> Exercise description: Can you lay out the lines of the records below, from the line containing "Note: identify the sea" through the end of the records, inclusive, as a Markdown table with the columns Row and Line, leaving out any blank lines?

━━━━━ Listed records ━━━━━

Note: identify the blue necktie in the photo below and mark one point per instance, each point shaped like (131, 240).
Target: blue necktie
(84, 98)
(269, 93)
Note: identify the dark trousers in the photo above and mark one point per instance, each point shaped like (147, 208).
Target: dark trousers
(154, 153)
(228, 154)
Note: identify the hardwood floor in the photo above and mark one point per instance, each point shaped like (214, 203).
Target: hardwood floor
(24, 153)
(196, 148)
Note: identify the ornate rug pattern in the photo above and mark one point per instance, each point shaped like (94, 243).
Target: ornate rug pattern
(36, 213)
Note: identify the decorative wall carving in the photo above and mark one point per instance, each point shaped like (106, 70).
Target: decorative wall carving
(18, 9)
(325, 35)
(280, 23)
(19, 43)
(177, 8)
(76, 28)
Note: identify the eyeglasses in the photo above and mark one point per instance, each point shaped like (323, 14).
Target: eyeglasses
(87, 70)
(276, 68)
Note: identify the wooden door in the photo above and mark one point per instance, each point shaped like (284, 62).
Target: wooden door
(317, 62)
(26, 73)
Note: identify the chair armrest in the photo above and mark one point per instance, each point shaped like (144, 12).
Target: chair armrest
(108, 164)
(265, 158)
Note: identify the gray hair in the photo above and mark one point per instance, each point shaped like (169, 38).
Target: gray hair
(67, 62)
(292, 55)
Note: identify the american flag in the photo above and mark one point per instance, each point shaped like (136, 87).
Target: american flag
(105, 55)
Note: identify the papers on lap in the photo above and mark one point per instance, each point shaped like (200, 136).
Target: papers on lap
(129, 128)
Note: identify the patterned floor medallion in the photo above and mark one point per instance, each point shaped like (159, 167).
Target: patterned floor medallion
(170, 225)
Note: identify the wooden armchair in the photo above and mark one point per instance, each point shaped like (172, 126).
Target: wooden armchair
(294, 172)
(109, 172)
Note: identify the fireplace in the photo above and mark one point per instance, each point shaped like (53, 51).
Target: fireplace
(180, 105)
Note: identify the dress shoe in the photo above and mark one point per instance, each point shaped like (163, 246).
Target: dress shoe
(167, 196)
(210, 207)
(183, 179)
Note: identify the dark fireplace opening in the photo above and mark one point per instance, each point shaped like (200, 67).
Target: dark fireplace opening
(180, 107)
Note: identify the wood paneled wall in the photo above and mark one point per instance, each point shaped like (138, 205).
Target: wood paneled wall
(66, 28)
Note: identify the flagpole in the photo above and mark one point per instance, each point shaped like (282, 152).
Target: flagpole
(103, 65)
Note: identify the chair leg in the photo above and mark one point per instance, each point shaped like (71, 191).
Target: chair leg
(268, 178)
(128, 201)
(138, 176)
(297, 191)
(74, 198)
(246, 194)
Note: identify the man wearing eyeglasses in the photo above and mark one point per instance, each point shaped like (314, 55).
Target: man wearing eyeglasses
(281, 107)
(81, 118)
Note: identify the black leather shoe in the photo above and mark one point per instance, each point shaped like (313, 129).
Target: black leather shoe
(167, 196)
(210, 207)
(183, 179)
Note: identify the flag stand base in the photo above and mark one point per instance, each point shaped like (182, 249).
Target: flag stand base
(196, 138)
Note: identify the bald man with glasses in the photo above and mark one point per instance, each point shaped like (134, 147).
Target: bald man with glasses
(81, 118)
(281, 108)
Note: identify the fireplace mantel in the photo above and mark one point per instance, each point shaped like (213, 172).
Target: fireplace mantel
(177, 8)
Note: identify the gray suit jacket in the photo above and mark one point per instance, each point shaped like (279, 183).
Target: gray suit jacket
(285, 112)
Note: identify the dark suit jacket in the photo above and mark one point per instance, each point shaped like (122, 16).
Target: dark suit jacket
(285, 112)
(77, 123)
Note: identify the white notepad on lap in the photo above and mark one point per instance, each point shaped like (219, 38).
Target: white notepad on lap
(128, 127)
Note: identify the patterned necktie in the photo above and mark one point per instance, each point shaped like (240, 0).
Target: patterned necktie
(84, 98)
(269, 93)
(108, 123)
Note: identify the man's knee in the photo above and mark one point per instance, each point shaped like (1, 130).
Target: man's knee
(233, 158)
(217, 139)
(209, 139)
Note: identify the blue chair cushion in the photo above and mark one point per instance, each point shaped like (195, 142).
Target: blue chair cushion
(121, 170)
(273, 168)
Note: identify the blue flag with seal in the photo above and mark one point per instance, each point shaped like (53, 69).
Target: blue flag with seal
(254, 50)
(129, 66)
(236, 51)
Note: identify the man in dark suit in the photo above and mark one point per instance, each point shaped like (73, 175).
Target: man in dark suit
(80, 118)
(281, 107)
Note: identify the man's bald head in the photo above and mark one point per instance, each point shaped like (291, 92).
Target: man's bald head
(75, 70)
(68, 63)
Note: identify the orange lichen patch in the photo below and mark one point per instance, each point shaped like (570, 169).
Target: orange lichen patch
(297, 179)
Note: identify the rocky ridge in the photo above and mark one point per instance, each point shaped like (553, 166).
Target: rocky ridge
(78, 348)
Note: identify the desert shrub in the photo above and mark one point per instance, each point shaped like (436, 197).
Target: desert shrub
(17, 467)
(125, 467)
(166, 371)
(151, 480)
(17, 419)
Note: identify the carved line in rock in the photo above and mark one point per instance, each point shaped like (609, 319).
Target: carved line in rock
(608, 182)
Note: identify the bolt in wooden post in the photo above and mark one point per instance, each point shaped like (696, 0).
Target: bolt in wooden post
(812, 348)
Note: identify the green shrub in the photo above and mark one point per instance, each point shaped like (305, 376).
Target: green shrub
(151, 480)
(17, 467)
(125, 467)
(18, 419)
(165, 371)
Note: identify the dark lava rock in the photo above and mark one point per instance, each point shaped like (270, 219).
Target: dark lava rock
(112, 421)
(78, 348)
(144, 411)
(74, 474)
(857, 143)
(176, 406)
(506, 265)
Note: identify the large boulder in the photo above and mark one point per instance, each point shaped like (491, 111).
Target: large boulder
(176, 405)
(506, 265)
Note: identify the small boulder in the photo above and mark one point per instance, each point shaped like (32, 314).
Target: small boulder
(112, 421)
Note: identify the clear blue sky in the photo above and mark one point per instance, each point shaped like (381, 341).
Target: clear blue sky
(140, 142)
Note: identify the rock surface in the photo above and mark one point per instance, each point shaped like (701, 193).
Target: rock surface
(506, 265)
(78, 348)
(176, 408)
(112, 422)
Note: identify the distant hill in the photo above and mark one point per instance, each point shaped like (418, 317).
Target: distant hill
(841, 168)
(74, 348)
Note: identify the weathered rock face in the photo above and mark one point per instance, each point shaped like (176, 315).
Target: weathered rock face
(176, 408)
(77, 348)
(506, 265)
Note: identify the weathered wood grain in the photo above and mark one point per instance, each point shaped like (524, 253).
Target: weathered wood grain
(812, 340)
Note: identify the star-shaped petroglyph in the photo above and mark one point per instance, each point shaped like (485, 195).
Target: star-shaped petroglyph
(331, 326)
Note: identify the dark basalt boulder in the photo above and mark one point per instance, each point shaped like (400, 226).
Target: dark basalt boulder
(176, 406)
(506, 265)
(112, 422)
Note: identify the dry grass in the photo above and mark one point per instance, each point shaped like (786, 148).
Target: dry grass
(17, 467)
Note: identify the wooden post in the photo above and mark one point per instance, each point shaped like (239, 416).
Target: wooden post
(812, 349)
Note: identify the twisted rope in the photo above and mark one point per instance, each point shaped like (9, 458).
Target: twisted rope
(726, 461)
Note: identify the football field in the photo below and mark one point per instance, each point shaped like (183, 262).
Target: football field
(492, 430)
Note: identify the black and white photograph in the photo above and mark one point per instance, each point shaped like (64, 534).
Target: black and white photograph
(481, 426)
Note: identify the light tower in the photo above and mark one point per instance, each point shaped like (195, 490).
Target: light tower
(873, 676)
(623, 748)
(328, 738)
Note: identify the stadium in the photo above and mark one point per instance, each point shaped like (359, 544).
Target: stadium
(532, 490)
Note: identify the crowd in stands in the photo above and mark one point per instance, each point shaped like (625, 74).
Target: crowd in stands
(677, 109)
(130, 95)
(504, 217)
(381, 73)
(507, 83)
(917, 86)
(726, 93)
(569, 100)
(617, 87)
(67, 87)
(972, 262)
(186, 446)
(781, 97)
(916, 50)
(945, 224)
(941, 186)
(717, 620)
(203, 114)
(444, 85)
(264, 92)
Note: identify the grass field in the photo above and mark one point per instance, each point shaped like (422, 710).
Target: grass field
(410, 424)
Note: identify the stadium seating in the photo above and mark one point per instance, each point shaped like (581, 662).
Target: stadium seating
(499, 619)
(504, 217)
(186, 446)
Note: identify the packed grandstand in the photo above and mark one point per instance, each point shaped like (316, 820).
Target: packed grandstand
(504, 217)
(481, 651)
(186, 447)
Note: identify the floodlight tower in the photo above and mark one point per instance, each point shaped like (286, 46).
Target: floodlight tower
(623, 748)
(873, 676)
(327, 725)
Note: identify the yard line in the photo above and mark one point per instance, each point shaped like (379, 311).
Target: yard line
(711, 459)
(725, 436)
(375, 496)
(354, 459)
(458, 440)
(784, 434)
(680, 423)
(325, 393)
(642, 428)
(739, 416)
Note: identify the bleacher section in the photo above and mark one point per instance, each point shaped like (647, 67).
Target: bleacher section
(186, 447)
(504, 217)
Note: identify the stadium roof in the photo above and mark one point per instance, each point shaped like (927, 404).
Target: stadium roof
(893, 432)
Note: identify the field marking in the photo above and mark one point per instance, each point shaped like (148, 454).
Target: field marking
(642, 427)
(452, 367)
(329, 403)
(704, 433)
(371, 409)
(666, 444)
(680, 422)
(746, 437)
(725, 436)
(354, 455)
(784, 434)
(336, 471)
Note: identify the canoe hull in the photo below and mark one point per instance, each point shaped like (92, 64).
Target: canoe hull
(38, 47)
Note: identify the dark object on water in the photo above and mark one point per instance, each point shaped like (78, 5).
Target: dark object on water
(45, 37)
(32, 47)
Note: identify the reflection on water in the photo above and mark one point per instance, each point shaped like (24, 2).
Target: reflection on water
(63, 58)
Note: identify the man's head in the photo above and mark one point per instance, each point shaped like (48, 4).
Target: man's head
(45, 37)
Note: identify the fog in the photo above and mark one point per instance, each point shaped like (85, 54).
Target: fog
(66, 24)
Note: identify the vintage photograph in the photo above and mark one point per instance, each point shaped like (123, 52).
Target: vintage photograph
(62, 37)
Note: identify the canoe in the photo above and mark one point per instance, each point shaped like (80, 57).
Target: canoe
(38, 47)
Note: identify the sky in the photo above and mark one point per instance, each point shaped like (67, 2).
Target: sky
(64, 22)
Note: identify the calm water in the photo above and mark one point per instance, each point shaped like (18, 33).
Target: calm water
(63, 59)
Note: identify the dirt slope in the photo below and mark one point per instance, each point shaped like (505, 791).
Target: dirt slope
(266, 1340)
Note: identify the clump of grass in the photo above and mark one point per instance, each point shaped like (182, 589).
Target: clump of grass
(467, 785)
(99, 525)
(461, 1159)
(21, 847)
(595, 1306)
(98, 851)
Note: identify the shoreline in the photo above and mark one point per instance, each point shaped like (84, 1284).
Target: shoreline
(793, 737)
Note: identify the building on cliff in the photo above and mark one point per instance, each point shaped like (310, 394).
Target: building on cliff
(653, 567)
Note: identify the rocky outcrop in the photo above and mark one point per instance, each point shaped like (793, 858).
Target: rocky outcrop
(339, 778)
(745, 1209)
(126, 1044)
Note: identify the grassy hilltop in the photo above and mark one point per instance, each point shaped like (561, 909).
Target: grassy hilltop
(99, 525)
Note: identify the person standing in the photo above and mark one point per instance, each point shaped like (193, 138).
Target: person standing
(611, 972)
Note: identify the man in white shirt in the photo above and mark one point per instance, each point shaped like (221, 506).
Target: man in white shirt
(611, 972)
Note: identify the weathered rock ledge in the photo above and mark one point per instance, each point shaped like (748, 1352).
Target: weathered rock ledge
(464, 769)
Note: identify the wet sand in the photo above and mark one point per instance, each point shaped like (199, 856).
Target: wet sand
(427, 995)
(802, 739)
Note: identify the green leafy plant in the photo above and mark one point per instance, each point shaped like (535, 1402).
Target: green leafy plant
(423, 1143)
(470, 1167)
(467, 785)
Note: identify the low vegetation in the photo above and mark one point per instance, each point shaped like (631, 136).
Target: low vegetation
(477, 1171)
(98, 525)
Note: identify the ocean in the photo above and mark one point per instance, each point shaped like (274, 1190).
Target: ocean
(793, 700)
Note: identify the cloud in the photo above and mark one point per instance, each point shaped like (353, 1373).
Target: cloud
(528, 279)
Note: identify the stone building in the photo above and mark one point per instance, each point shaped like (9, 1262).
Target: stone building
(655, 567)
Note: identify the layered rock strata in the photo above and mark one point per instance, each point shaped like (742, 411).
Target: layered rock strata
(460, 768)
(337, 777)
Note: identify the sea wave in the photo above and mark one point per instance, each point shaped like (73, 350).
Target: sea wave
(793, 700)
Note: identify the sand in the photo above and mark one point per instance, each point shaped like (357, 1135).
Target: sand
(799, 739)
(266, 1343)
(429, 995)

━━━━━

> Worked answer:
| Row | Line |
|---|---|
| 1 | Note: identify the sea wave in the photo above and mark one point per instance, each point shaped like (73, 350). |
| 2 | Target: sea wave |
| 3 | (793, 700) |
| 4 | Note: identify the sand in the photo above and mark one point per instance, each point shaped like (357, 1135). |
| 5 | Target: sand |
| 6 | (799, 739) |
| 7 | (266, 1343) |
| 8 | (429, 995) |